**Page excerpt**
Extracting shapes from large RDF data collections

Daniel Fernández Álvarez Yasunori Yamamoto Jose Emilio Labra Gayo Andra Waagmeester

Abstract

There is an increasing number of projects based on RDF graphs. Shape languages, such as SHACL and ShEx, have been proposed to support the evolution of such projects on two main aspects: description and validation of RDF content. However, producing shapes for an existing knowledge graph is an arduous and time-consuming task when dealing with large data sources. Automatic shape extractors are software elements that allow us to tackle such issue. They can produce RDF shapes by exploring existing RDF content. However, these tools usually suffer from scalability issues related to memory availability in those scenarios where they could be more useful: large data sources. To deal with these situations, some extractors implement sampling strategies. They extract shapes from a representative part of the input data rather than using the whole dataset. However, such mechanisms may lose some features which are not frequent among the input data. We propose an alternative approach based on splitting the original input into parts, running the extraction process over each part, and consolidating the obtained result in a single schema. We demonstrate through experimentation that our approach can outperform sampling w.r.t. of quality of the obtained results. The software used for these experiments is publicly available.

Type

Conference proceedings

Publication

In Semantic Web Applications and Tools for Health Care and Life Sciences, SWAT4HCLS.

Date

March, 2024

**The problem**
Translate this sentence from the abstract on extracting RDF shapes into Spanish: "However, such mechanisms may lose some features which are not frequent among the input data."

**Provided records**
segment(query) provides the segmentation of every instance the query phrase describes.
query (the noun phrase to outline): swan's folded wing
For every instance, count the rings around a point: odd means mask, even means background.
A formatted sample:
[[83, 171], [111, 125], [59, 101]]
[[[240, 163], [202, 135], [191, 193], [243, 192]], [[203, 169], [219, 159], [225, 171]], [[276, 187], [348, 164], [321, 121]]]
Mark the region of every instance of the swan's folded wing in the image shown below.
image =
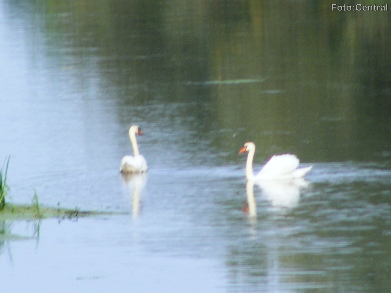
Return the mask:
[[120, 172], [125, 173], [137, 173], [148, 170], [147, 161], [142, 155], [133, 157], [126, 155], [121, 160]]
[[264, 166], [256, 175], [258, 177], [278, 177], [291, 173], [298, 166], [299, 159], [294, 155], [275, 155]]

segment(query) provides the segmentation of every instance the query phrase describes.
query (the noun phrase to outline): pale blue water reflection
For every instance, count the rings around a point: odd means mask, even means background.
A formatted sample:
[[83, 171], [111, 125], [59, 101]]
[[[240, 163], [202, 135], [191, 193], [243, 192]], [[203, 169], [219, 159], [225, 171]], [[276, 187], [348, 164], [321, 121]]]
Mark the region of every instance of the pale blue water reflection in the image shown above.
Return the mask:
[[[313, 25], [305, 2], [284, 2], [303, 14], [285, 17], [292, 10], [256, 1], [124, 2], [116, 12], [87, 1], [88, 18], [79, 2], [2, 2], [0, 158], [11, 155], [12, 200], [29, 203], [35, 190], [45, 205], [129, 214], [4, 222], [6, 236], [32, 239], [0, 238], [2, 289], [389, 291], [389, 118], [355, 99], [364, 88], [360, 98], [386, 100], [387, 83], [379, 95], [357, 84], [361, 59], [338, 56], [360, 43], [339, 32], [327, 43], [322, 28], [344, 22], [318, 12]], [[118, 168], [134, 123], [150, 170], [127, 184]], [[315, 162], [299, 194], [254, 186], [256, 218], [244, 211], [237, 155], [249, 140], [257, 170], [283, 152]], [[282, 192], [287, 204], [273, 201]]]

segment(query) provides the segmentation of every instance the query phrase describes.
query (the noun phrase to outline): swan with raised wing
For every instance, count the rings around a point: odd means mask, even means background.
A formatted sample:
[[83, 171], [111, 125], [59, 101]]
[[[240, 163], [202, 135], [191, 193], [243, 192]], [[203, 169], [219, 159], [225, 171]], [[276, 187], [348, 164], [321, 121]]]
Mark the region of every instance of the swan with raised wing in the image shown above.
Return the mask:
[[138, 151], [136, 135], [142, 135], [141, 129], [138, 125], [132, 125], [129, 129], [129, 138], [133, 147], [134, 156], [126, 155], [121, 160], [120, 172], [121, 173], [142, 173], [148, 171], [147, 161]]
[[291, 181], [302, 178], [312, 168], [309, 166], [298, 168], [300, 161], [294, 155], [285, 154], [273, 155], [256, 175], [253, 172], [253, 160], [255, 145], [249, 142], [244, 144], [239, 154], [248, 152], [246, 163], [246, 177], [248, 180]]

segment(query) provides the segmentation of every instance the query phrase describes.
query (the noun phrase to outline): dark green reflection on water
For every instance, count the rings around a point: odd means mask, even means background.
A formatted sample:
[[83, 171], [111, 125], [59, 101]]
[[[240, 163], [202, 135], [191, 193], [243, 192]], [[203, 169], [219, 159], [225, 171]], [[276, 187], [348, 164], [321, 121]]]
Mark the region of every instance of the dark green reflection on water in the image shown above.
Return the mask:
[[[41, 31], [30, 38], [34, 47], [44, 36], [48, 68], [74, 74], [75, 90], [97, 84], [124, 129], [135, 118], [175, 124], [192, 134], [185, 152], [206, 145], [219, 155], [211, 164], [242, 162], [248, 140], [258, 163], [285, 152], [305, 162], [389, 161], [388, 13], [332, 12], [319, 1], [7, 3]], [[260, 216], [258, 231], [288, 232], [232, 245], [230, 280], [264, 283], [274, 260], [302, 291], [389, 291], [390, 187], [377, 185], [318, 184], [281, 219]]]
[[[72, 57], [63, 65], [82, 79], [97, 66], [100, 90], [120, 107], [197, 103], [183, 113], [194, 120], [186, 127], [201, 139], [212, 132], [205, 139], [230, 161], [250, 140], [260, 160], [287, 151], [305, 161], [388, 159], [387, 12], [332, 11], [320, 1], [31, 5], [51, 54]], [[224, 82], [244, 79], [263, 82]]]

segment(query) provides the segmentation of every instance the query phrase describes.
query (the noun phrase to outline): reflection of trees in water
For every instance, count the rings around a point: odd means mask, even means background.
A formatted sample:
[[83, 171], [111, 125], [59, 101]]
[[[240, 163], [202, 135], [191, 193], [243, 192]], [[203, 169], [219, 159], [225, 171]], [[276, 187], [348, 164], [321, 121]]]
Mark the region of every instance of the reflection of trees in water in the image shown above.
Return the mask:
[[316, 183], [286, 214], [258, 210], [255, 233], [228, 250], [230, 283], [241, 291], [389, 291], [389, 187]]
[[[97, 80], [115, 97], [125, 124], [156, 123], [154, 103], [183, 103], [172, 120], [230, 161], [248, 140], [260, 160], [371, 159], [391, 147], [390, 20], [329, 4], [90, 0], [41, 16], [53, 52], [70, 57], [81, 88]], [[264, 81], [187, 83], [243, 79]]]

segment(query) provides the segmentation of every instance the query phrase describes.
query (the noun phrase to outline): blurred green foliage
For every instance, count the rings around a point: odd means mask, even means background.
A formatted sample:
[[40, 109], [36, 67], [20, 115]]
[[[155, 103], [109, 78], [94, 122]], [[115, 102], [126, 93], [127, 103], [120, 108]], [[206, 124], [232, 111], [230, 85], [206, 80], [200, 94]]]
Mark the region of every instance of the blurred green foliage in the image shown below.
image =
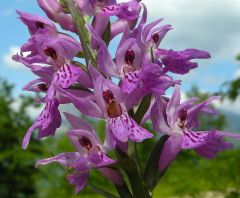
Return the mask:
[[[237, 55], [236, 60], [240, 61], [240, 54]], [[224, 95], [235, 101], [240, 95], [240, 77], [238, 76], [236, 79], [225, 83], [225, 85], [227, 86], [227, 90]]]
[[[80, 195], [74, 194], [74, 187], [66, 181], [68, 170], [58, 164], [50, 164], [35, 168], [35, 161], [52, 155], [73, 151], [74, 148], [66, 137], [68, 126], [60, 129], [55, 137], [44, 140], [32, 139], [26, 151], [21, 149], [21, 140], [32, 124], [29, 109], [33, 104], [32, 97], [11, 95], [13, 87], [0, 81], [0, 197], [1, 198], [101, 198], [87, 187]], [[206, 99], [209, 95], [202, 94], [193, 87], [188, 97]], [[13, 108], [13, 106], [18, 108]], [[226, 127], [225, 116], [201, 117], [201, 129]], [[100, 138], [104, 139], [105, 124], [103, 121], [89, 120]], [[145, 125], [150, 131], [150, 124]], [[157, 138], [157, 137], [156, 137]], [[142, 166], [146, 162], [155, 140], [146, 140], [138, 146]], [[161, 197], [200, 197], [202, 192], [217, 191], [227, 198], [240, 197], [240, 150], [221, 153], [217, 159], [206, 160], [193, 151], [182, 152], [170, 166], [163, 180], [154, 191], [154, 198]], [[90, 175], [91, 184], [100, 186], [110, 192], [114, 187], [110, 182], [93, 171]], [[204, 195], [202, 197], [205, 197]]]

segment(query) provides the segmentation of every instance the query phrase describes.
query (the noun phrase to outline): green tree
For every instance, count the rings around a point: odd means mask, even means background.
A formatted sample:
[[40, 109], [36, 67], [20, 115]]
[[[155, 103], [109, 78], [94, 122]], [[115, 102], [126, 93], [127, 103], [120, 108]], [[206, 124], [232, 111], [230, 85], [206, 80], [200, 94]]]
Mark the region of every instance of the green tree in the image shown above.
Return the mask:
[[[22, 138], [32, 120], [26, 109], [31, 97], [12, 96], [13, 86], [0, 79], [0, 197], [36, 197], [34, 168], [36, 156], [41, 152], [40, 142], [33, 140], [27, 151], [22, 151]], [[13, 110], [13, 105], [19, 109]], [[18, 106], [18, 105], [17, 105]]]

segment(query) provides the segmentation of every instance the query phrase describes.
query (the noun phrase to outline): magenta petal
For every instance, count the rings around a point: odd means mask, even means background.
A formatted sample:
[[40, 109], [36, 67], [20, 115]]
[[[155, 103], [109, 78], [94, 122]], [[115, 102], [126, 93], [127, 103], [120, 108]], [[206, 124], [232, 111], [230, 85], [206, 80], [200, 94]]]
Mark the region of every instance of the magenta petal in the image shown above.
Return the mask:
...
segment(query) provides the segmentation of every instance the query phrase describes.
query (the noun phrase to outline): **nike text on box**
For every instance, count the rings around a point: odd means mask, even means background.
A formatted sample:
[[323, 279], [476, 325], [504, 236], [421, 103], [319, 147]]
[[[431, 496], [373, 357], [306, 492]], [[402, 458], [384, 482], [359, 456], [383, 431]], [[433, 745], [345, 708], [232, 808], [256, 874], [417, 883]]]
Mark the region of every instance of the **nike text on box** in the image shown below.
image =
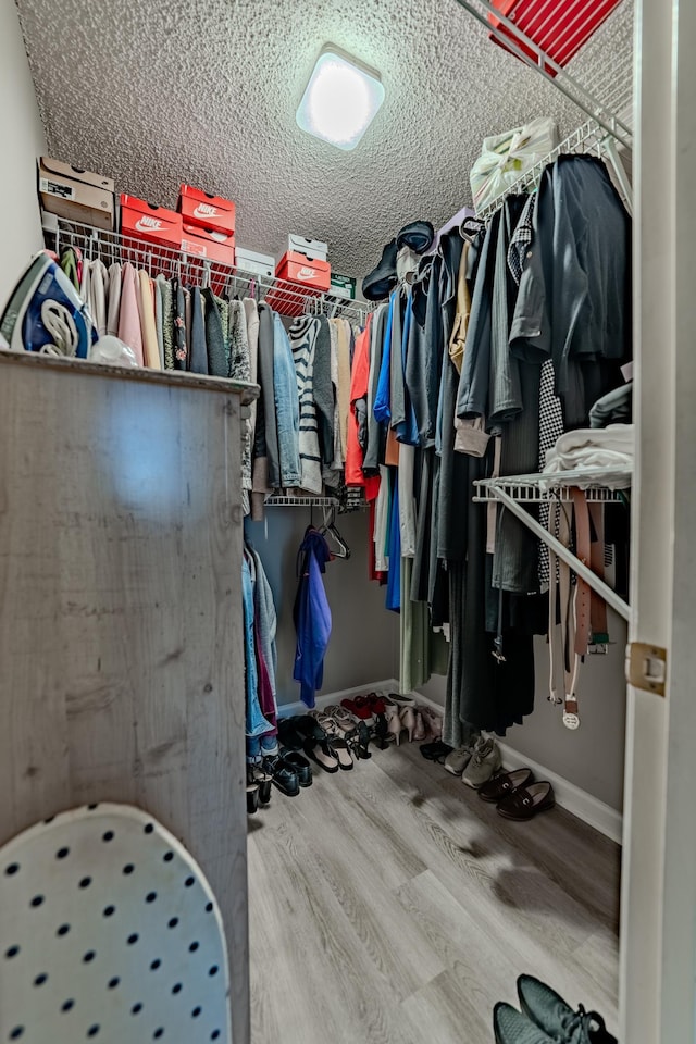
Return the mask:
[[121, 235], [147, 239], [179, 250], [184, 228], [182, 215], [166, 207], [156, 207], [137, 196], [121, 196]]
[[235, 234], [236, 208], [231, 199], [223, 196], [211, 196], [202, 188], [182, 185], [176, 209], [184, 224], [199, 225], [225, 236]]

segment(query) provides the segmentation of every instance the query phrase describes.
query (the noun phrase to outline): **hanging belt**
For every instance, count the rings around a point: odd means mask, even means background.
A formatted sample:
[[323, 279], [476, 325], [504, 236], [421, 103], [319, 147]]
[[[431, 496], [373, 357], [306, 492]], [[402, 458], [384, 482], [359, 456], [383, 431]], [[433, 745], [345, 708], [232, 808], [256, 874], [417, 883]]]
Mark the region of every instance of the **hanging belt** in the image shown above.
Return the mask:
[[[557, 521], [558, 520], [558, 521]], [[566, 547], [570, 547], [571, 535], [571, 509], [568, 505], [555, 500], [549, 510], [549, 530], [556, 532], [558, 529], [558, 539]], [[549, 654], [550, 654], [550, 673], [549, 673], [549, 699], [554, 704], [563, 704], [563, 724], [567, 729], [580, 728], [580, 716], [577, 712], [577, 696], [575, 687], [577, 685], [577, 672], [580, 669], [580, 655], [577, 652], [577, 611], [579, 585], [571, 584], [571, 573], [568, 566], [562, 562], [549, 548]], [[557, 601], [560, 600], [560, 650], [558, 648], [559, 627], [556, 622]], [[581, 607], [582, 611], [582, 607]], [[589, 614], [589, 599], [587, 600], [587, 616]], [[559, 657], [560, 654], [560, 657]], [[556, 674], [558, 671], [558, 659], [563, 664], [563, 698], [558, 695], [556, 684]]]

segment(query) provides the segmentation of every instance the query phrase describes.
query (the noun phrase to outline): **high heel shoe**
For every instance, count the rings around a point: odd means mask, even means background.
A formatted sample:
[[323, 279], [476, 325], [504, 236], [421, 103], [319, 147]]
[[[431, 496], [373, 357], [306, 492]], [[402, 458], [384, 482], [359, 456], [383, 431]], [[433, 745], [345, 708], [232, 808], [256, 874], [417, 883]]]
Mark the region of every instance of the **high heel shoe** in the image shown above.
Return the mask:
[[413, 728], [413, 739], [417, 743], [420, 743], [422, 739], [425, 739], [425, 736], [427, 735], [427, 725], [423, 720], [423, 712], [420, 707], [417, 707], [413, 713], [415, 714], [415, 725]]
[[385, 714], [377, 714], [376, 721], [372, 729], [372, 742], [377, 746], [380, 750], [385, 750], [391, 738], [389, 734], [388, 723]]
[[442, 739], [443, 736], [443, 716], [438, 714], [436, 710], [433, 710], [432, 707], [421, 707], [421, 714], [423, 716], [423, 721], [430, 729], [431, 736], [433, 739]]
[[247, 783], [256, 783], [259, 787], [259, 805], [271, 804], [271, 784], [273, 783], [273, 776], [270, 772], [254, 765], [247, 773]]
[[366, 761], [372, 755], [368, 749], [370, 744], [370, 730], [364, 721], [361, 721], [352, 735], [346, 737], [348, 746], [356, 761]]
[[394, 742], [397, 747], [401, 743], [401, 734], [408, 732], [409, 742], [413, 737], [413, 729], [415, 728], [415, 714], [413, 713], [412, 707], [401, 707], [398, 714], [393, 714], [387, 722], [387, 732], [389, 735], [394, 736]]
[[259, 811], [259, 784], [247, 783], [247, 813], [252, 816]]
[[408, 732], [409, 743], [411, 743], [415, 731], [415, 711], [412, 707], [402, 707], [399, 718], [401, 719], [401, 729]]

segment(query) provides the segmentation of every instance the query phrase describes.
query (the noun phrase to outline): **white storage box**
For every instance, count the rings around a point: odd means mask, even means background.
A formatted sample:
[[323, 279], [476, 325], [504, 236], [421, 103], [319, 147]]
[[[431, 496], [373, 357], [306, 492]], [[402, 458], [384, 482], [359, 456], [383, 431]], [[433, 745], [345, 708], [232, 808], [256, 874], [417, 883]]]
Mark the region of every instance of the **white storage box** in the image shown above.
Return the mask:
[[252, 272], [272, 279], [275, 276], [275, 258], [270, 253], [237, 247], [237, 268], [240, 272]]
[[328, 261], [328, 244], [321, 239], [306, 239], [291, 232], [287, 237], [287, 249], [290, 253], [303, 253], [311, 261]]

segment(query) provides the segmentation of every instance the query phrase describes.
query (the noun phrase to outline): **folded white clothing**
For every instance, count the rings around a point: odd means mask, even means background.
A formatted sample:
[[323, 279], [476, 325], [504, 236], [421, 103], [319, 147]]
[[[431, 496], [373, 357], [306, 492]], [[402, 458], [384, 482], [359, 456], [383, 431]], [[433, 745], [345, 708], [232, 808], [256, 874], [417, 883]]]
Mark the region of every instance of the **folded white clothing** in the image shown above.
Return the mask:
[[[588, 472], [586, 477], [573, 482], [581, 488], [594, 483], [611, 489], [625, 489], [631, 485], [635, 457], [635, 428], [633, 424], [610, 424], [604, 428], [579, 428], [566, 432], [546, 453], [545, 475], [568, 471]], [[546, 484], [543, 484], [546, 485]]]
...
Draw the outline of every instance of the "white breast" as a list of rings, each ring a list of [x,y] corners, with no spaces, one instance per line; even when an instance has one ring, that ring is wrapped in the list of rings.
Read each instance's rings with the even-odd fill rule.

**Solved problem**
Sin embargo, dichos mecanismos pueden perder algunas características que no son frecuentes entre los datos de entrada.